GOALS ::
a) In the passage on a haunting, list the adjectives in the sentence beginning "Imagine" that describe the world of the living.
b) From the passage on a haunting, reproduce the part that opens with the words containing "Walking the corridors" and closes with "idea of reincarnation).".
***** DOCUMENT SEGMENT
It is perhaps my reticence to do so that so infuriates the spirit. Or spirits, perhaps. I suppose there may be more than one. It could be that my Haunted Indianapolis co-author, Jon, (whom, I'm assuming, since I cannot track him among the living, may, in point of fact, be now passed on [1]) may also have a thing or two to relate from the Other Side. Maybe my indolence over the years gets on his nerves. Could be, perhaps. But, I always assume my particular haunt (er, poltergeist, rather), is a female. Thus, "Jenn."

Walking the corridors beyond the reach of time, in the pale, mist-shrouded fog of confusion that follows a sad or tragic departure from this life, most certainly a lonely experience. Imagine the colorful, bright, and sensory-rich world of the living existing, just beyond your spectral grasp, ever-ready with its warmth and temptations. And you reach out, to take it in your icy, ectoplasmic fingers—only to have your image, your soul-self, your ruach, pass through, unable to take hold of the warmth, of the pulsing, breathing, and living world you have left behind forever (unless, of course, one credits the idea of reincarnation).
**********
***** INFORMATION SHOWN
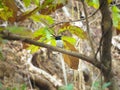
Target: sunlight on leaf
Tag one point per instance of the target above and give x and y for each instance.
(105, 85)
(5, 13)
(46, 19)
(33, 48)
(69, 39)
(27, 2)
(37, 2)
**********
RESPONSE LIST ::
a) colorful, bright, sensory-rich

b)
Walking the corridors beyond the reach of time, in the pale, mist-shrouded fog of confusion that follows a sad or tragic departure from this life, most certainly a lonely experience. Imagine the colorful, bright, and sensory-rich world of the living existing, just beyond your spectral grasp, ever-ready with its warmth and temptations. And you reach out, to take it in your icy, ectoplasmic fingers—only to have your image, your soul-self, your ruach, pass through, unable to take hold of the warmth, of the pulsing, breathing, and living world you have left behind forever (unless, of course, one credits the idea of reincarnation).